## Source passage
######
American activist (1922–2021)

Eugenio Rolando Martínez Careaga (alias Musculito, July 8, 1922 – January 30, 2021) was a member of the anti-Castro movement in the early 1960s, and later was one of the five men recruited by G. Gordon Liddy and E. Howard Hunt in 1972 for the Memorial Day weekend Watergate burglary at the Democratic National Committee (DNC) headquarters in Washington, D.C. He later worked as a real estate agent.

Weeks after the initial break-in, on June 17, 1972, the men were arrested by District of Columbia Police inside DNC headquarters during what they said was a second entry into the building to correct problems with the first break-in. Martinez and the others were convicted in the ensuing Watergate scandal. The others were Frank Sturgis, Virgilio Gonzalez, Bernard Barker and James McCord. After completing his 15 month prison term, Martinez was pardoned by President Ronald Reagan in 1983. Martínez was the only person aside from Nixon to receive a pardon for his role in the scandal.

On August 31, 2016, the conservative watchdog group Judicial Watch obtained CIA internal documents, through a FOIA request, that stated Martinez was a paid asset of the Agency at the time of the break-in. Although his connection to the Agency was acknowledged, until this release the CIA had maintained that his service had ended and he no longer had an association with the Agency for at least two years prior to the incident at the Watergate Hotel. He died on January 30, 2021, at his daughter's home in Minneola, Florida at the age of 98. He was the last living person of the original Watergate Seven that burglarized the Democratic National Committee.
######
[Stored data entries]
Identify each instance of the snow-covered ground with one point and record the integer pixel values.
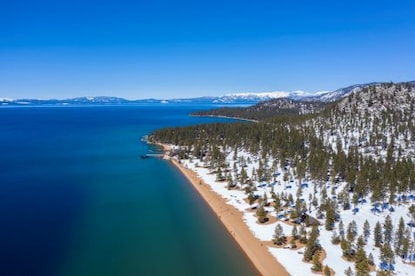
(292, 259)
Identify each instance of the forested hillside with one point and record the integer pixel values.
(267, 109)
(356, 154)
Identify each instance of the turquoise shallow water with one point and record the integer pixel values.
(76, 199)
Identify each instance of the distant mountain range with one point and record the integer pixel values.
(231, 99)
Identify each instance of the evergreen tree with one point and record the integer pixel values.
(261, 214)
(386, 254)
(279, 237)
(399, 235)
(388, 229)
(377, 233)
(327, 271)
(362, 264)
(348, 272)
(351, 231)
(366, 230)
(341, 229)
(312, 244)
(294, 232)
(317, 266)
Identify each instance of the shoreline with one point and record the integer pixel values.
(232, 219)
(226, 117)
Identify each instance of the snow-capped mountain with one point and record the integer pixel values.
(249, 98)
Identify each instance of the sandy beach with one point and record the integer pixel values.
(233, 221)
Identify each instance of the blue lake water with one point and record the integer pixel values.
(76, 199)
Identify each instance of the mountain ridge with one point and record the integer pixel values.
(246, 98)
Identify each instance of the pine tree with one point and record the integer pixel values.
(348, 272)
(279, 237)
(399, 235)
(327, 271)
(352, 231)
(388, 229)
(294, 232)
(317, 266)
(377, 233)
(386, 254)
(362, 264)
(341, 229)
(366, 230)
(261, 214)
(330, 215)
(312, 245)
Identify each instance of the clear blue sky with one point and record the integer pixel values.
(169, 49)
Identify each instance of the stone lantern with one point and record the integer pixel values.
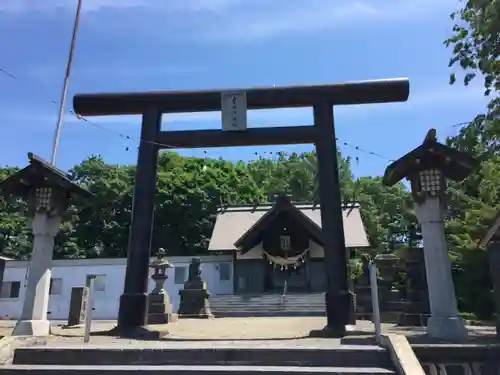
(160, 309)
(48, 191)
(386, 265)
(428, 167)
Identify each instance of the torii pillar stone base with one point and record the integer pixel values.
(444, 322)
(33, 320)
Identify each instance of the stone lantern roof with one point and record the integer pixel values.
(454, 164)
(40, 173)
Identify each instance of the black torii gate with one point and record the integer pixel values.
(151, 105)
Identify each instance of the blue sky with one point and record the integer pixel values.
(138, 45)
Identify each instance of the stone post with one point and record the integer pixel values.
(48, 191)
(416, 306)
(428, 167)
(33, 320)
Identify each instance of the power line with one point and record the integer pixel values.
######
## Required action A
From the Eugenio Martínez biography, pull out the passage running from "Eugenio Rolando Martínez" to "real estate agent.".
## Required action B
Write what comes next in the Eugenio Martínez biography, picking up after its final sentence.

## Task answer A
Eugenio Rolando Martínez Careaga (alias Musculito, July 8, 1922 – January 30, 2021) was a member of the anti-Castro movement in the early 1960s, and later was one of the five men recruited by G. Gordon Liddy and E. Howard Hunt in 1972 for the Memorial Day weekend Watergate burglary at the Democratic National Committee (DNC) headquarters in Washington, D.C. He later worked as a real estate agent.

## Task answer B
==In popular culture==
Martinez was portrayed in All the President's Men, the 1976 film retelling the events of the Watergate scandal, by Dominic Chianese. Additionally, he has been portrayed by Puerto Rican actor Kamar de los Reyes in Oliver Stone's 1995 biographical film Nixon, and in the 2023 TV mini-series White House Plumbers, he was played by Tony Plana.

The 2012 novel The Cassandra Project (ISBN 978-1-937008-71-0) by Jack McDevitt and Mike Resnick, set in 2019 and correctly predicting that Martinez would be the last surviving Watergate burglar at that time, has him divulge to a character that the true purpose of the Watergate burglary was to obtain the notebook of another character (supposedly a close friend of both John Ehrlichman and Larry O'Brien) relating to discoveries made by a secret moon landing, and the DNC wiretaps were a diversion.

Martinez is a minor character in Harlot's Ghost.